■ TASK REQUIREMENTS:
Given the listing below, write out exactly the lines starting with the line that has "box: [426, 175, 479, 234]" and going on through the line that has "negative clicks: (316, 242)", both kept.

■ GIVEN ENTRIES:

----------------

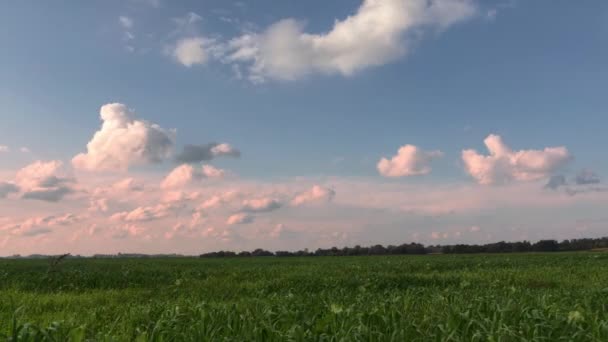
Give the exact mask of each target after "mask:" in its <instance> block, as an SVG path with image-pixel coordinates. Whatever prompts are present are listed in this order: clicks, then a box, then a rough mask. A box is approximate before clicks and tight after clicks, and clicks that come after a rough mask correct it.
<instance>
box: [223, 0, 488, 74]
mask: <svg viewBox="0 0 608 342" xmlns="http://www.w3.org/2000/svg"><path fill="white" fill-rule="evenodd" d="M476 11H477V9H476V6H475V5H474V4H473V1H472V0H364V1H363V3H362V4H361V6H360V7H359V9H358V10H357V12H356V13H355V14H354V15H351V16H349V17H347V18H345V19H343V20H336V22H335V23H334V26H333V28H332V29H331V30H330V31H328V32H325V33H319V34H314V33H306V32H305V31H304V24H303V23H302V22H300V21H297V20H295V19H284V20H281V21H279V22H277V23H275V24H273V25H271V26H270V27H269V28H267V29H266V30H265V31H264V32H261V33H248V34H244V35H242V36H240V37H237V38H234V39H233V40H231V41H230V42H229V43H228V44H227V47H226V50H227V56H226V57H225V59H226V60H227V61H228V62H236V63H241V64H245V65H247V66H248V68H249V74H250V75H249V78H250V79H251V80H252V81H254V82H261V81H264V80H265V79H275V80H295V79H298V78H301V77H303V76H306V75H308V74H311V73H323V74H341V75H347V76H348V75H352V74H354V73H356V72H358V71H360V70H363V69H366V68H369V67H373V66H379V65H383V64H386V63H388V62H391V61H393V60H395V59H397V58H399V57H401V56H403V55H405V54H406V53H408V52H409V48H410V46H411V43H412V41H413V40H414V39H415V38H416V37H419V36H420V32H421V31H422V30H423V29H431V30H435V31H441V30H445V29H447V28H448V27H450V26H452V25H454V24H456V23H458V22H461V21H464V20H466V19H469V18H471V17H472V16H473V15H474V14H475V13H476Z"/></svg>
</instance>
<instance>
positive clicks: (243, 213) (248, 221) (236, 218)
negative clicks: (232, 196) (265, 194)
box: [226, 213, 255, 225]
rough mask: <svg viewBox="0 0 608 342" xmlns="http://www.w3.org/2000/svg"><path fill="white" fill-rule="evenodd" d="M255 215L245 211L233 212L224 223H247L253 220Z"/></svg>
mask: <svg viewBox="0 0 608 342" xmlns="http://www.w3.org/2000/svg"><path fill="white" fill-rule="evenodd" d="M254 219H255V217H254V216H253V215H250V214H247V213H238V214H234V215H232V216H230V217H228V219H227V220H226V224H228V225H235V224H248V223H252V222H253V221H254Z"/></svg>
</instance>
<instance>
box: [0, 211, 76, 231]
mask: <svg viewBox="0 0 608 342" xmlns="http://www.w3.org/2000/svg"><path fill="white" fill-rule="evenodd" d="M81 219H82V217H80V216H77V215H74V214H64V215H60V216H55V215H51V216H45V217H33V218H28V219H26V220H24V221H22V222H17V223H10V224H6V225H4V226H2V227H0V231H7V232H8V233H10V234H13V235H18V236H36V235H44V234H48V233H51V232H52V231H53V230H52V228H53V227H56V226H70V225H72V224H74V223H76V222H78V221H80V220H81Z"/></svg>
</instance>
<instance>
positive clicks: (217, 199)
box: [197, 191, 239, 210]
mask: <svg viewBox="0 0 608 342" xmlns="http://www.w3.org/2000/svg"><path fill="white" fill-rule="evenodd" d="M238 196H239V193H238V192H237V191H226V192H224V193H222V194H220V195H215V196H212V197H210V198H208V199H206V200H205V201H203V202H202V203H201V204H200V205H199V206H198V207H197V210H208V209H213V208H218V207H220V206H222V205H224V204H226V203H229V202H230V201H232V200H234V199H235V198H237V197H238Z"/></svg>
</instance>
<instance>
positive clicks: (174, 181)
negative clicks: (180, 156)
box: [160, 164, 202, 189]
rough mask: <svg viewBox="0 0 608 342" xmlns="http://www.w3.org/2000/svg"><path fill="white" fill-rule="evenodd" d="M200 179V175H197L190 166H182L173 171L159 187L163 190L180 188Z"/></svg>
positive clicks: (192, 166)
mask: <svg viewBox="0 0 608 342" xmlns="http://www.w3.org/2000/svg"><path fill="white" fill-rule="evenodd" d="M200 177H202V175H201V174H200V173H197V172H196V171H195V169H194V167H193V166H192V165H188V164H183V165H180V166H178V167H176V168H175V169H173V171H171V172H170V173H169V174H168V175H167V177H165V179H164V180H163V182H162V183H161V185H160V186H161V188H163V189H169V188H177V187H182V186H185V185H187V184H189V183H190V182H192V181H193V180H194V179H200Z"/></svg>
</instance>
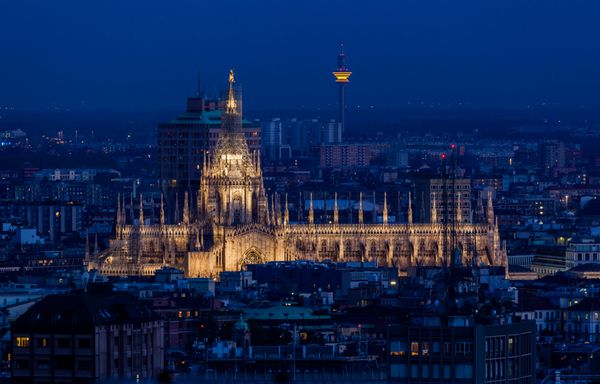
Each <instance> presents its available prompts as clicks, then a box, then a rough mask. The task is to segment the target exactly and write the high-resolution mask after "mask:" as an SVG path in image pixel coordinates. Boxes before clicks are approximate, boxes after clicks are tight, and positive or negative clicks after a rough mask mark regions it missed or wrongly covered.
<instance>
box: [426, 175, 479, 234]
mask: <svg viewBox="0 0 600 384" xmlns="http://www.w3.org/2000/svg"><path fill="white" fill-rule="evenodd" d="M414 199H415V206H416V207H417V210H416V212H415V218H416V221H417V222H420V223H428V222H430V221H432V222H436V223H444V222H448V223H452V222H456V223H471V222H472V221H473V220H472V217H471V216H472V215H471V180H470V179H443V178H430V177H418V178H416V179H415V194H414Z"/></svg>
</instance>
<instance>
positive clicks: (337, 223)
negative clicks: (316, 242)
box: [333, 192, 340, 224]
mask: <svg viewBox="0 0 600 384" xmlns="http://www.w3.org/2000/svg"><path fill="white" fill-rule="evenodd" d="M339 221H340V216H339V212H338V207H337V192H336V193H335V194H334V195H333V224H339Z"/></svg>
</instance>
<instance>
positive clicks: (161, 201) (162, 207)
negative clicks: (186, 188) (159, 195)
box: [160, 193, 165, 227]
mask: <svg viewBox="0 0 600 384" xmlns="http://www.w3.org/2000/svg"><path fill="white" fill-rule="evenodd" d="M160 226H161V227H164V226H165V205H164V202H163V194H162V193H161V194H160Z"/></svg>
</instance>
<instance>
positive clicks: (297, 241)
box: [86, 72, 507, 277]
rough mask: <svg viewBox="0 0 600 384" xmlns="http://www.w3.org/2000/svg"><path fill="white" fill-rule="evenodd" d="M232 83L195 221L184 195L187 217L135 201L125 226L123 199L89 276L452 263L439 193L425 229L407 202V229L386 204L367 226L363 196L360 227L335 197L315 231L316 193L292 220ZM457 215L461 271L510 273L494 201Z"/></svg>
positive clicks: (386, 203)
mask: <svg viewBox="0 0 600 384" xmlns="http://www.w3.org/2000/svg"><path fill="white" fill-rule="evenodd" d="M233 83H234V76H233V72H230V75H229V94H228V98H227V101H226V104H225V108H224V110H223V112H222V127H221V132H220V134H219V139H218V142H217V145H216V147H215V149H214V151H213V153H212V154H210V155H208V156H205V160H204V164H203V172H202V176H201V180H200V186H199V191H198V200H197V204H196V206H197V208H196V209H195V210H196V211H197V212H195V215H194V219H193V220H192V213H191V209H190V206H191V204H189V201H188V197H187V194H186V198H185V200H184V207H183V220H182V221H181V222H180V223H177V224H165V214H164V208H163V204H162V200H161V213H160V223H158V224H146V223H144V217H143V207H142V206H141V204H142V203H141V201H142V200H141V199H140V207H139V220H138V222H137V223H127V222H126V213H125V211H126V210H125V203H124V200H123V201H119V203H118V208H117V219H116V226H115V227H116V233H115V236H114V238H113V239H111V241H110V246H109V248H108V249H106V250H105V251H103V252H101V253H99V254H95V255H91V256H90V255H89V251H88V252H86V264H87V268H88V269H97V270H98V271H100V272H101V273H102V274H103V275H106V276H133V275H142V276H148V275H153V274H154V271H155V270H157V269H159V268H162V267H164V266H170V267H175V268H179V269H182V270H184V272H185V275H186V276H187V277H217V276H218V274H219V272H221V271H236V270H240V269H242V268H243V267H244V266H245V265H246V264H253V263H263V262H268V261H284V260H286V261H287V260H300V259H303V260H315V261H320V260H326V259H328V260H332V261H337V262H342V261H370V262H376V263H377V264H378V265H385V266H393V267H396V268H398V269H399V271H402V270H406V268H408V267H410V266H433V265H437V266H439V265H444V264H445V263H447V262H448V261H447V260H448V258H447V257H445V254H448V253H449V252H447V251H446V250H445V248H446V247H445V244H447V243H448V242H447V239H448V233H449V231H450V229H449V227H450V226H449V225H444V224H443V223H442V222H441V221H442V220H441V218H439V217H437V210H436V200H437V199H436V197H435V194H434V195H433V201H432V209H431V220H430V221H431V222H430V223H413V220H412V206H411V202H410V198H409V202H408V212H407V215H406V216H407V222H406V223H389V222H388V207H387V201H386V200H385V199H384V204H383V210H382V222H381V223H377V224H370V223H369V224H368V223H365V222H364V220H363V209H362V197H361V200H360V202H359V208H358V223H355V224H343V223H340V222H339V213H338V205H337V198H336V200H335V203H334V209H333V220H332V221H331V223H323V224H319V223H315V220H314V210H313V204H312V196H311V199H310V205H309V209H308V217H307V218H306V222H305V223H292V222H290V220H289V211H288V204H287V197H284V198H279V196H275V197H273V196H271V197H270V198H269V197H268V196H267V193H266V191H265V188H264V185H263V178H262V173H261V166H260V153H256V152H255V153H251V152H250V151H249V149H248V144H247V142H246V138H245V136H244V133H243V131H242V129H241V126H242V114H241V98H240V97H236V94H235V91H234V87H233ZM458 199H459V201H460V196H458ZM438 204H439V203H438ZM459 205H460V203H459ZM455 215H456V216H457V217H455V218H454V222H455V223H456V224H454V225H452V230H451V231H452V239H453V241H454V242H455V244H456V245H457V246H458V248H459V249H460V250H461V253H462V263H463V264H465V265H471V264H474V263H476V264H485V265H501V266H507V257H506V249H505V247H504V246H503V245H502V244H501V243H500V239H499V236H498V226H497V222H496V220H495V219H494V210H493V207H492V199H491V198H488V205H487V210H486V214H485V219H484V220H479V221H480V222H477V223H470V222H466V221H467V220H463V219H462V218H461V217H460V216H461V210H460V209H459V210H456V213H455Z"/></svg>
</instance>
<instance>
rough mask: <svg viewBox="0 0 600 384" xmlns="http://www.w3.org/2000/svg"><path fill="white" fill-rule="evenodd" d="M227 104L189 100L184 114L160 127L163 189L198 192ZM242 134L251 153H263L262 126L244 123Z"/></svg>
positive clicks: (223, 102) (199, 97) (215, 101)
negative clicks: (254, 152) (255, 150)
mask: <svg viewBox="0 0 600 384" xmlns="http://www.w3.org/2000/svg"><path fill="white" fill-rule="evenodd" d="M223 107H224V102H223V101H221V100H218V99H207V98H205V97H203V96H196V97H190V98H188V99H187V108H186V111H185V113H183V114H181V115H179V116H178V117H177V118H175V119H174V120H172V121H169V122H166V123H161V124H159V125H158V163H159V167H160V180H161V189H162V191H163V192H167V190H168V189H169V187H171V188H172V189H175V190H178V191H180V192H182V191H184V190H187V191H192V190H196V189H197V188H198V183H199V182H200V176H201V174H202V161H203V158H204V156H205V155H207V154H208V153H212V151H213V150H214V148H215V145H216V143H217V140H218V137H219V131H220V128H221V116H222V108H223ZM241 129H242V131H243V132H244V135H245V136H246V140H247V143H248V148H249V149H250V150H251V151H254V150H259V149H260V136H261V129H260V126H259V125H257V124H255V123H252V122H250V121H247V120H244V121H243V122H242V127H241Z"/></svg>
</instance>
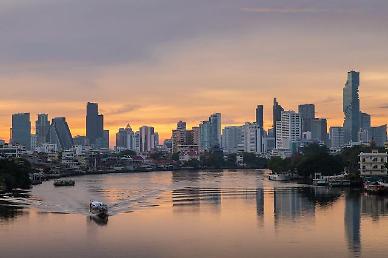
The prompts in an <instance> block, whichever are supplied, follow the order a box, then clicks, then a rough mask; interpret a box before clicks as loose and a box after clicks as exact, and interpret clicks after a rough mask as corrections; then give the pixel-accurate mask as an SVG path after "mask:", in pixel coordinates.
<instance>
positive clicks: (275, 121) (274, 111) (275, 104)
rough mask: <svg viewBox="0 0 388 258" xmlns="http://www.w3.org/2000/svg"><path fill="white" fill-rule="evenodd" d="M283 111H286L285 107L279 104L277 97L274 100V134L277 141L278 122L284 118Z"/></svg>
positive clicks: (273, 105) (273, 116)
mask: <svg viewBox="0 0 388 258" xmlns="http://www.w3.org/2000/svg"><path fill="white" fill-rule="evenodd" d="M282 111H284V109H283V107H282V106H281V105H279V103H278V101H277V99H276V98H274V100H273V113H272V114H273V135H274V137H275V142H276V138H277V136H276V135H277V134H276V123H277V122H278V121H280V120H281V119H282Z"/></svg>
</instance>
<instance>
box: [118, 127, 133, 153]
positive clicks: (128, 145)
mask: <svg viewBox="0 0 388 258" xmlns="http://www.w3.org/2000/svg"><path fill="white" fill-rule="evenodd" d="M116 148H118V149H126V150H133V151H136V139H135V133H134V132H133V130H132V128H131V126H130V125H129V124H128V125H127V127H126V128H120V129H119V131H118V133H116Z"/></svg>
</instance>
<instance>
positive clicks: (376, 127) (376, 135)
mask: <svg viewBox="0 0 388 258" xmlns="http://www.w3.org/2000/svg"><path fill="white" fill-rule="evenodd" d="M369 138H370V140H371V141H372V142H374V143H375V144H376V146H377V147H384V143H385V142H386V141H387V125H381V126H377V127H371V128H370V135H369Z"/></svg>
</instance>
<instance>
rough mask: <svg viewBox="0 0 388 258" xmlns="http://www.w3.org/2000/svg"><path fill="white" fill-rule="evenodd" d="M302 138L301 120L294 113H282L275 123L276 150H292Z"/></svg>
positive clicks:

----------------

■ ANSWER TO THIS TASK:
box: [426, 175, 479, 234]
mask: <svg viewBox="0 0 600 384" xmlns="http://www.w3.org/2000/svg"><path fill="white" fill-rule="evenodd" d="M414 199H415V206H416V207H417V210H416V212H415V218H416V221H417V222H420V223H428V222H430V221H432V222H436V223H444V222H448V223H452V222H456V223H471V222H472V221H473V220H472V217H471V216H472V215H471V180H470V179H443V178H430V177H418V178H416V179H415V194H414Z"/></svg>
</instance>
<instance>
positive clicks: (337, 223)
negative clicks: (316, 242)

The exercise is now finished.